* TO-DO ITEM: Rewrite the lines below, from the first one through the line containing "positive clicks: (225, 207) (250, 206)", replacing "rough mask" with "coarse mask" and changing nothing else. Leave the pictures out of your answer.

* RECORDS SUPPLIED:

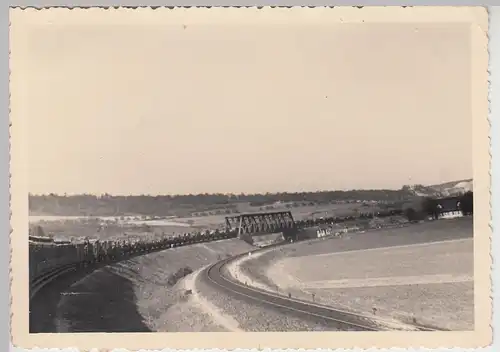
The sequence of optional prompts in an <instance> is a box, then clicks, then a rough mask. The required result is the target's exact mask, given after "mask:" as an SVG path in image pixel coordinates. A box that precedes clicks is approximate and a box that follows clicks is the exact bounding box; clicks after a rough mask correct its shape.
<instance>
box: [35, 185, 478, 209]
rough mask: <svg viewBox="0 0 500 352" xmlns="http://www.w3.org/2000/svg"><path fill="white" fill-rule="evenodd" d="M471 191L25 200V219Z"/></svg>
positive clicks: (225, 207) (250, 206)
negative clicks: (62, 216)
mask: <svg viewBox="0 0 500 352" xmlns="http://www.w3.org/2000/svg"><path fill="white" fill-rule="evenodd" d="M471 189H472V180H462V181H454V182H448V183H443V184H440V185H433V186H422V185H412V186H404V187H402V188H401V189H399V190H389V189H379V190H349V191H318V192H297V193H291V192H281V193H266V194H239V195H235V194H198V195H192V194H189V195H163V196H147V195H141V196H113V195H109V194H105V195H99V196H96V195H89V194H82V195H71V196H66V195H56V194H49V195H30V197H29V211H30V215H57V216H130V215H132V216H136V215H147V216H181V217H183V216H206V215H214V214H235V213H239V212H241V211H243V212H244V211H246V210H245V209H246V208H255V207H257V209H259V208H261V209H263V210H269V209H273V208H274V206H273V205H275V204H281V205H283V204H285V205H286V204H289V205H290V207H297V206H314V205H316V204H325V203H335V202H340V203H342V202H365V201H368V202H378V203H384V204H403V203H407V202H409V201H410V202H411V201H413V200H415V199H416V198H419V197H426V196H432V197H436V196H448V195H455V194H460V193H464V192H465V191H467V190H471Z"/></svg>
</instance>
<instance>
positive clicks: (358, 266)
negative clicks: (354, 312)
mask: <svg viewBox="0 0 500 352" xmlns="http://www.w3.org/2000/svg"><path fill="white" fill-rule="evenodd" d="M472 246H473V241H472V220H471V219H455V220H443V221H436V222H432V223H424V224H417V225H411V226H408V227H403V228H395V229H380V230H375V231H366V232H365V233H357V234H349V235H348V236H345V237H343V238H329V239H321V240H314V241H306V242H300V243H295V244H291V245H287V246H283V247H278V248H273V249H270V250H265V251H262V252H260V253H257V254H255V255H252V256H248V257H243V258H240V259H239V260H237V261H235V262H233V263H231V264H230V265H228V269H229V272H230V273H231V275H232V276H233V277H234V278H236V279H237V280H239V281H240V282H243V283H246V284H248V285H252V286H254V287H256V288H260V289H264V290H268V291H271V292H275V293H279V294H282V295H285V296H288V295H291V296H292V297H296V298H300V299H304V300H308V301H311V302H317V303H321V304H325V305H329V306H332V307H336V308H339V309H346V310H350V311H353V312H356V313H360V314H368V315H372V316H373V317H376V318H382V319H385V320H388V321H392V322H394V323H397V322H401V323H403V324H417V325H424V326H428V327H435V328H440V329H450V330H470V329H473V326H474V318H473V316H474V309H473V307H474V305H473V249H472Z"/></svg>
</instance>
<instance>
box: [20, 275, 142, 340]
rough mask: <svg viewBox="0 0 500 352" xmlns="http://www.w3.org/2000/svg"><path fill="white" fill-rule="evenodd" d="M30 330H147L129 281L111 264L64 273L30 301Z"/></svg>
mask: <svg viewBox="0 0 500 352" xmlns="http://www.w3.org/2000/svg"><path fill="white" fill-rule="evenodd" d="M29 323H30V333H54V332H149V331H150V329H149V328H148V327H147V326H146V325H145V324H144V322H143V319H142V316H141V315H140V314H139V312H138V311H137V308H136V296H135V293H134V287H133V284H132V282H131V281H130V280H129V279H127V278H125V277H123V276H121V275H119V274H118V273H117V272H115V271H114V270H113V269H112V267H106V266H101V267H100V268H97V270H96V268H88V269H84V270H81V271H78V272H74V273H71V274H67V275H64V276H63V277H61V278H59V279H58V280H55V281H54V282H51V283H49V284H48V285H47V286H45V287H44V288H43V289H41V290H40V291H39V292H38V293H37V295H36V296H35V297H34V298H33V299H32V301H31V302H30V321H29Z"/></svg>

* TASK ANSWER:
The sequence of optional prompts in an <instance> is a box, then clicks, then a coarse mask. The required result is the target's exact mask, given after "mask:" as an SVG path in image pixel coordinates. A box that precedes clicks is approximate and a box that follows clicks is the exact bounding box; clicks after a coarse mask correct its shape.
<instance>
box: [35, 185, 478, 209]
coarse mask: <svg viewBox="0 0 500 352" xmlns="http://www.w3.org/2000/svg"><path fill="white" fill-rule="evenodd" d="M471 191L25 200V219Z"/></svg>
positive clicks: (225, 207) (250, 206)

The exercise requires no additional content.